EXERCISE
Starting at the line with "If you would be willing to indicate the eyeglasses" in it, reproduce each line below through the last one, exactly, and include nothing else.

TASK DATA
§ §
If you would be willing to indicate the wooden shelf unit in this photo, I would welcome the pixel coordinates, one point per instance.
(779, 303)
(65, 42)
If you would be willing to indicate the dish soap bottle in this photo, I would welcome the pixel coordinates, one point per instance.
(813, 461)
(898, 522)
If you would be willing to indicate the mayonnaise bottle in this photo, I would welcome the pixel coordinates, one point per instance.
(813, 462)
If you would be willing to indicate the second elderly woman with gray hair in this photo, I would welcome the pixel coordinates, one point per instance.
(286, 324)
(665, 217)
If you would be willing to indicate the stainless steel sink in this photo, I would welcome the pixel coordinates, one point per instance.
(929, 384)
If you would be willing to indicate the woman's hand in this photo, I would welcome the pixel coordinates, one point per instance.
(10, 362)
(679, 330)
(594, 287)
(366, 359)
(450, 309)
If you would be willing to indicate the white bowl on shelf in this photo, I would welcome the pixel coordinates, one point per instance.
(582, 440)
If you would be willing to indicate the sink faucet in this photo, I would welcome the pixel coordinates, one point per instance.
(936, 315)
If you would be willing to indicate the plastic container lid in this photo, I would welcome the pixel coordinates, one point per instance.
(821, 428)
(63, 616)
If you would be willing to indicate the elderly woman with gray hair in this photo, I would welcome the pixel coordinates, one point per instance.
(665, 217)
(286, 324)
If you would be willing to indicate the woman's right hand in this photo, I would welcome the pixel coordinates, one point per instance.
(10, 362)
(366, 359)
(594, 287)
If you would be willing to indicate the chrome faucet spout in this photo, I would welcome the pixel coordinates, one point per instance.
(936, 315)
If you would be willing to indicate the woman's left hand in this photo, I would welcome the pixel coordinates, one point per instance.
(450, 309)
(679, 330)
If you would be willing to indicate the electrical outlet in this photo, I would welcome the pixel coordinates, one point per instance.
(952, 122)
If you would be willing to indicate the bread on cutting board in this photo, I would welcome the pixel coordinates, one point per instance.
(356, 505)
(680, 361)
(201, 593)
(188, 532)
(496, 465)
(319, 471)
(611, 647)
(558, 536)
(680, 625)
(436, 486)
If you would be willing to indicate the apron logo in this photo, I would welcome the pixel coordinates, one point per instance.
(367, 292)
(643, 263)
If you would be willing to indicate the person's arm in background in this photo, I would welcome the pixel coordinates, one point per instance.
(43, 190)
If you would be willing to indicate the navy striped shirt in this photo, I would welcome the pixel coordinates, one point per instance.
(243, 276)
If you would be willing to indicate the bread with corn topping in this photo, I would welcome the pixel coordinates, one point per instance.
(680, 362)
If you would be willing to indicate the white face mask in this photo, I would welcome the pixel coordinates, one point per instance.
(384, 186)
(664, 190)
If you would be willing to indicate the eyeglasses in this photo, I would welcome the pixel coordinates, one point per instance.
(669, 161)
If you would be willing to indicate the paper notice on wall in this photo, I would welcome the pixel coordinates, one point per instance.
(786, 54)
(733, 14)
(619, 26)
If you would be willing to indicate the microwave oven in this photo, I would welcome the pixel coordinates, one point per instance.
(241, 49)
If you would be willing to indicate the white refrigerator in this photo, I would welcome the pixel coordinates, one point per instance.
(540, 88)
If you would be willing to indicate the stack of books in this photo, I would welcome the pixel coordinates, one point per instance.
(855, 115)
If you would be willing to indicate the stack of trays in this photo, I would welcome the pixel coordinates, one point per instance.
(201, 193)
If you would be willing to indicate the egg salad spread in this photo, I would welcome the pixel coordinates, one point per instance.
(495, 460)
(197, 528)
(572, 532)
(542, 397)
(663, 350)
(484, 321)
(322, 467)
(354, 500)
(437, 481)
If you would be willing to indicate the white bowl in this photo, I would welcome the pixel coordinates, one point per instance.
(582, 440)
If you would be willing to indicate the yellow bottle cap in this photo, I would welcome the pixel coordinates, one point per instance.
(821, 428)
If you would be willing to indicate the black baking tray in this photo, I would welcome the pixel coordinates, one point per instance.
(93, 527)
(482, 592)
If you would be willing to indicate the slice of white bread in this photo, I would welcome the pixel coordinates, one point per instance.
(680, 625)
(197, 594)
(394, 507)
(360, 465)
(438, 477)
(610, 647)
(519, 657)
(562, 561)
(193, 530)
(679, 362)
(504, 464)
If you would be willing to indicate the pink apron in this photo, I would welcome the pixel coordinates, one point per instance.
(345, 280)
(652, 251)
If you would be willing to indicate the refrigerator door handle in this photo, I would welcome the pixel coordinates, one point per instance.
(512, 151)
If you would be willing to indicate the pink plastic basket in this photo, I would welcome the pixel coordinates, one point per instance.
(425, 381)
§ §
SOLVED PROBLEM
If you would be willing to indicate the eyeglasses in this photo, I would welcome the pixel coordinates, one point per instance.
(669, 161)
If you would be willing to indicate the paper notice on wall in this photo, I would welcome the pixel coordinates, one point per instance.
(786, 54)
(733, 14)
(619, 26)
If you would be willing to indicate the microwave oven in this photo, I would welcome the pixel coordinates, one point per instance.
(241, 49)
If you would be willing to indicate the white refrigerator in this photo, I would welcome the pixel coordinates, one point per instance.
(540, 88)
If you would be willing to indicate the stack of books in this photo, I would welcome the pixel coordinates, one point per instance.
(855, 115)
If you would be willing to indicate the stack of trays in this photo, I would welcome the pixel coordinates, one point per instance.
(201, 193)
If you would be willing to indicate the egg salad spread in this photo, I would welcome the pixel coordinates, one point per instance.
(495, 460)
(197, 528)
(572, 532)
(542, 397)
(663, 350)
(484, 321)
(322, 467)
(354, 500)
(437, 481)
If you would be willing to indicate the white bowl in this photo, I would welcome the pixel coordinates, one point per instance.
(582, 440)
If you would be willing to indicate the yellow bottle cap in this photo, I would welcome the pixel coordinates, one point per instance.
(821, 428)
If you would be willing to indicate the black baking tray in this photo, I would welcome the pixel coordinates, one point per instance.
(93, 527)
(482, 592)
If you would be willing to indicate the slice of white bread in this photo, I would welcome the pixel coordinates, one point per instance.
(680, 625)
(197, 594)
(394, 507)
(360, 465)
(438, 477)
(610, 647)
(519, 657)
(562, 561)
(193, 530)
(679, 362)
(504, 464)
If you would be willing to indicate the pink apron in this photo, I would welcome the pixel coordinates, one point per instance.
(345, 280)
(652, 251)
If you would be willing to indicate the refrigerator door handle in this photo, I would welcome the pixel coordinates, one point per instance.
(512, 151)
If you would be willing to indicate the pink plastic basket in this photo, I would welcome the pixel coordinates, one point per instance.
(425, 381)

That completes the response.